Work request 1:
In the glossary of language model terms, rewrite the passage that opens with "A model optimizing" and closes with "rather than factuality.", swapping "creativity" for "imagination".
Work request 2:
Write the next part of the glossary of language model terms, picking up after its final sentence.

───── Text shown ─────

A chatbot is an application of a large language model.
contextualized language embedding
An embedding that comes close to "understanding" words and phrases in ways that native human speakers can. Contextualized language embeddings can understand complex syntax, semantics, and context.
For example, consider embeddings of the English word cow. Older embeddings such as word2vec can represent English words such that the distance in the embedding space from cow to bull is similar to the distance from ewe (female sheep) to ram (male sheep) or from female to male. Contextualized language embeddings can go a step further by recognizing that English speakers sometimes casually use the word cow to mean either cow or bull.
context window
The number of tokens a model can process in a given prompt. The larger the context window, the more information the model can use to provide coherent and consistent responses to the prompt.
D
direct prompting
Synonym for zero-shot prompting.
distillation
The process of reducing the size of one model (known as the teacher) into a smaller model (known as the student) that emulates the original model's predictions as faithfully as possible. Distillation is useful because the smaller model has two key benefits over the larger model (the teacher):
- Faster inference time
- Reduced memory and energy usage
However, the student's predictions are typically not as good as the teacher's predictions.
Distillation trains the student model to minimize a loss function based on the difference between the outputs of the predictions of the student and teacher models.
Compare and contrast distillation with the following terms:
See LLMs: Fine-tuning, distillation, and prompt engineering in Machine Learning Crash Course for more information.
E
evals
Primarily used as an abbreviation for LLM evaluations. More broadly, evals is an abbreviation for any form of evaluation.
evaluation
The process of measuring a model's quality or comparing different models against each other.
To evaluate a supervised machine learning model, you typically judge it against a validation set and a test set. Evaluating a LLM typically involves broader quality and safety assessments.
F
factuality
Within the ML world, a property describing a model whose output is based on reality. Factuality is a concept rather than a metric. For example, suppose you send the following prompt to a large language model:
What is the chemical formula for table salt?
A model optimizing factuality would respond:
NaCl
It is tempting to assume that all models should be based on factuality. However, some prompts, such as the following, should cause a generative AI model to optimize creativity rather than factuality.
Tell me a limerick about an astronaut and a caterpillar.
It is unlikely that the resulting limerick would be based on reality.
Contrast with groundedness.
few-shot prompting
A prompt that contains more than one (a "few") example demonstrating how the large language model should respond. For example, the following lengthy prompt contains two examples showing a large language model how to answer a query.
Parts of one prompt | Notes |
---|---|
What is the official currency of the specified country? | The question you want the LLM to answer. |
France: EUR | One example. |
United Kingdom: GBP | Another example. |
India: | The actual query. |
Few-shot prompting generally produces more desirable results than zero-shot prompting and one-shot prompting. However, few-shot prompting requires a lengthier prompt.

───── Exercise data ─────

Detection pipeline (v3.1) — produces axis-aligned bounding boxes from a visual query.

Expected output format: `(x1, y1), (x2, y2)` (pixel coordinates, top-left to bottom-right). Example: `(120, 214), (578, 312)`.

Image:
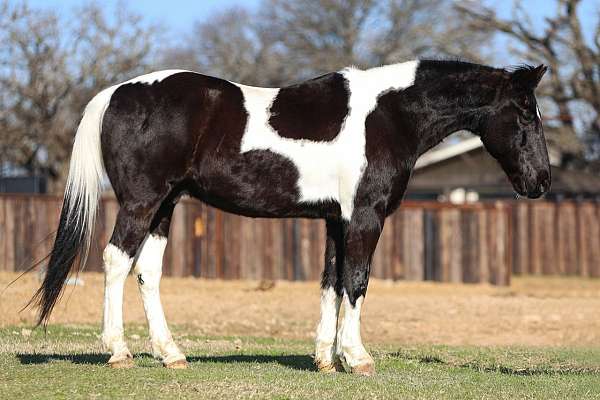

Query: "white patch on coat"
(315, 287), (341, 368)
(336, 291), (373, 372)
(102, 244), (133, 362)
(134, 235), (185, 364)
(236, 61), (419, 220)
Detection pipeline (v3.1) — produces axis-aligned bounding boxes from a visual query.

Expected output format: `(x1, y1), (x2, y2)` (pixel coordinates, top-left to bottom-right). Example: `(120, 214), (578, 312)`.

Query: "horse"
(32, 60), (551, 375)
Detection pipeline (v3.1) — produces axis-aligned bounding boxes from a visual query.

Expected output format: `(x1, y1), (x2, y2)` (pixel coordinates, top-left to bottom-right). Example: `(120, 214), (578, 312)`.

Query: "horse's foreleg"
(134, 234), (187, 368)
(315, 221), (346, 372)
(337, 208), (384, 375)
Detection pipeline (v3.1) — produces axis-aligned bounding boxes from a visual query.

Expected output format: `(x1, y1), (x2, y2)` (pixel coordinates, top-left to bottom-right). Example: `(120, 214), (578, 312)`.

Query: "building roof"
(408, 137), (600, 197)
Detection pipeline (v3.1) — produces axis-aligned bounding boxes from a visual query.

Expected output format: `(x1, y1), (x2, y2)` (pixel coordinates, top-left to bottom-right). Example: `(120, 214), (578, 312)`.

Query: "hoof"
(108, 354), (135, 368)
(350, 363), (375, 376)
(315, 360), (344, 374)
(163, 360), (188, 369)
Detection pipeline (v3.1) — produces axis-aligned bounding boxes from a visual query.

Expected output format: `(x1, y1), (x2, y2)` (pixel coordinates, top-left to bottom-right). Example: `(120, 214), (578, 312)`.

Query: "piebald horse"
(32, 60), (550, 375)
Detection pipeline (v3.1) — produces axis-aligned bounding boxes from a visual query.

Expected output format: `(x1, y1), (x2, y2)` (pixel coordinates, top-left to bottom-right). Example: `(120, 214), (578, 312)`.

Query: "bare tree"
(0, 1), (153, 189)
(167, 0), (489, 85)
(456, 0), (600, 168)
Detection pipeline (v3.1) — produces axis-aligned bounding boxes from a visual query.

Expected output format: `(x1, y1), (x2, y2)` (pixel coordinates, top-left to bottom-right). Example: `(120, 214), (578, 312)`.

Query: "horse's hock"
(0, 195), (600, 285)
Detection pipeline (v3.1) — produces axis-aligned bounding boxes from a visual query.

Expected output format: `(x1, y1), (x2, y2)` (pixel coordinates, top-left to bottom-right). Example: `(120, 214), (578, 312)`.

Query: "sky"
(28, 0), (260, 33)
(28, 0), (600, 63)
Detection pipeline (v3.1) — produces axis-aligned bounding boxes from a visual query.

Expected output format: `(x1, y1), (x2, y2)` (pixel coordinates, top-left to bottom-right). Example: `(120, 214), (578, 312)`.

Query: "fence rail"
(0, 195), (600, 285)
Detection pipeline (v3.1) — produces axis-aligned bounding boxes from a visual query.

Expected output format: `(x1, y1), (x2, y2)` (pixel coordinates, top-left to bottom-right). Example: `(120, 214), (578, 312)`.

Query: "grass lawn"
(0, 325), (600, 399)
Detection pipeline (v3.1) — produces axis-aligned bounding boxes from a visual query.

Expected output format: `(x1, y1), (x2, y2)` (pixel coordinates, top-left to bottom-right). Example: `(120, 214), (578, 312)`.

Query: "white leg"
(134, 235), (186, 367)
(102, 244), (133, 367)
(315, 287), (341, 372)
(337, 291), (375, 375)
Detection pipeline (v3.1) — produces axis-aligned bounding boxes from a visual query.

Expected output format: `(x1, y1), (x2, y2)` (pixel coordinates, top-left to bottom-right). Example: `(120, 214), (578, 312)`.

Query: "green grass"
(0, 326), (600, 399)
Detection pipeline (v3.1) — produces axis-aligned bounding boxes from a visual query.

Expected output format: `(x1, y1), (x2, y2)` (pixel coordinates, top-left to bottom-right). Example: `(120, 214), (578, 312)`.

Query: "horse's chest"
(234, 88), (366, 219)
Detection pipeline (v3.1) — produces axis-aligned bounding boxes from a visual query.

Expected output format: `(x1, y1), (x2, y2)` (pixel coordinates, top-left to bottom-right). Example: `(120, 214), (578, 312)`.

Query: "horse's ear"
(511, 64), (548, 89)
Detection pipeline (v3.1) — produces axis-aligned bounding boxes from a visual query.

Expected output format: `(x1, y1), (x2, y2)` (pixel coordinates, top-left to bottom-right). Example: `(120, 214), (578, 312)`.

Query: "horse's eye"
(521, 111), (535, 123)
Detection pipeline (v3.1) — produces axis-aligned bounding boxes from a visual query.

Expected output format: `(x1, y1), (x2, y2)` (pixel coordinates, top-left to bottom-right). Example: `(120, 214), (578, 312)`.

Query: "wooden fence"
(0, 195), (600, 285)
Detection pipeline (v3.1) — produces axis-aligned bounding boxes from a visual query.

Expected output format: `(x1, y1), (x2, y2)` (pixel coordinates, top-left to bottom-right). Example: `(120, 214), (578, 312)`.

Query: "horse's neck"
(419, 106), (478, 155)
(414, 77), (494, 155)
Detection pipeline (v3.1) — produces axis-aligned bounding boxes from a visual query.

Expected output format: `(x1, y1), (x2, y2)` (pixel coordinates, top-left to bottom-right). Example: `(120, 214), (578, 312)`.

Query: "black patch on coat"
(101, 72), (340, 256)
(269, 73), (349, 142)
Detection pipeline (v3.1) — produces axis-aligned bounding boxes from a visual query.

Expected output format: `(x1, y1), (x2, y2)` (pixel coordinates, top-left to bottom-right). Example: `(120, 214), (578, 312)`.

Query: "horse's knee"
(102, 243), (133, 286)
(344, 266), (370, 307)
(133, 235), (167, 290)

─────

Result 1:
A model optimizing factuality would respond:
NaCl
It is tempting to assume that all models should be based on factuality. However, some prompts, such as the following, should cause a generative AI model to optimize imagination rather than factuality.

Result 2:
Few-shot prompting is a form of few-shot learning applied to prompt-based learning.
See Prompt engineering in Machine Learning Crash Course for more information.
fine-tuning
A second, task-specific training pass performed on a pre-trained model to refine its parameters for a specific use case. For example, the full training sequence for some large language models is as follows:
- Pre-training: Train a large language model on a vast general dataset, such as all the English language Wikipedia pages.
- Fine-tuning: Train the pre-trained model to perform a specific task, such as responding to medical queries. Fine-tuning typically involves hundreds or thousands of examples focused on the specific task.
As another example, the full training sequence for a large image model is as follows:
- Pre-training: Train a large image model on a vast general image dataset, such as all the images in Wikimedia commons.
- Fine-tuning: Train the pre-trained model to perform a specific task, such as generating images of orcas.
Fine-tuning can entail any combination of the following strategies:
- Modifying all of the pre-trained model's existing parameters. This is sometimes called full fine-tuning.
- Modifying only some of the pre-trained model's existing parameters (typically, the layers closest to the output layer), while keeping other existing parameters unchanged (typically, the layers closest to the input layer). See parameter-efficient tuning.
- Adding more layers, typically on top of the existing layers closest to the output layer.
Fine-tuning is a form of transfer learning. As such, fine-tuning might use a different loss function or a different model type than those used to train the pre-trained model. For example, you could fine-tune a pre-trained large image model to produce a regression model that returns the number of birds in an input image.
Compare and contrast fine-tuning with the following terms:
See Fine-tuning in Machine Learning Crash Course for more information.
fraction of successes
A metric for evaluating an ML model's generated text. The fraction of successes is the number of "successful" generated text outputs divided by the total number of generated text outputs. For example, if a large language model generated 10 blocks of code, five of which were successful, then the fraction of successes would be 50%.
Although fraction of successes is broadly useful throughout statistics, within ML, this metric is primarily useful for measuring verifiable tasks like code generation or math problems.
G
Gemini
The ecosystem comprising Google's most advanced AI. Elements of this ecosystem include:
- Various Gemini models.
- The interactive conversational interface to a Gemini model. Users type prompts and Gemini responds to those prompts.
- Various Gemini APIs.
- Various business products based on Gemini models; for example, Gemini for Google Cloud.
Gemini models
Google's state-of-the-art Transformer-based multimodal models. Gemini models are specifically designed to integrate with agents.
Users can interact with Gemini models in a variety of ways, including through an interactive dialog interface and through SDKs.
generated text
In general, the text that an ML model outputs. When evaluating large language models, some metrics compare generated text against reference text. For example, suppose you are trying to determine how effectively an ML model translates from French to Dutch. In this case:
- The generated text is the Dutch translation that the ML model outputs.
- The reference text is the Dutch translation that a human translator (or software) creates.
Note that some evaluation strategies don't involve reference text.
generative AI
An emerging transformative field with no formal definition. That said, most experts agree that generative AI models can create ("generate") content that is all of the following:
- complex
- coherent
- original
For example, a generative AI model can create sophisticated essays or images.
Some earlier technologies, including LSTMs and RNNs, can also generate original and coherent content. Some experts view these earlier technologies as generative AI, while others feel that true generative AI requires more complex output than those earlier technologies can produce.
Contrast with predictive ML.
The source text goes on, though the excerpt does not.